* REQUIREMENT
Write out all of the records, keeping each one exactly as written.

==*==

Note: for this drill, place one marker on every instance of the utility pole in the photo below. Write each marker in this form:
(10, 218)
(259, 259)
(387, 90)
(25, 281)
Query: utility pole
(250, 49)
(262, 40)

==*==

* EXERCISE SOLUTION
Note: for this drill, place one marker on every instance of the utility pole in the photo below. Write each marker in this form:
(10, 218)
(259, 259)
(387, 90)
(25, 281)
Query: utility pole
(250, 49)
(262, 40)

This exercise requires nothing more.